Give the data below again, word for word.

Provided data start

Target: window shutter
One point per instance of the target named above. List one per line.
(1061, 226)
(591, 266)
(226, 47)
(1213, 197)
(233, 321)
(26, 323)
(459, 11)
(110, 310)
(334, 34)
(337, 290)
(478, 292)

Provided data end

Output for this task:
Target: window shutter
One point per instance of the target named above. List one per line.
(1061, 226)
(591, 266)
(226, 47)
(1213, 197)
(233, 321)
(26, 323)
(459, 11)
(110, 310)
(334, 34)
(337, 290)
(478, 292)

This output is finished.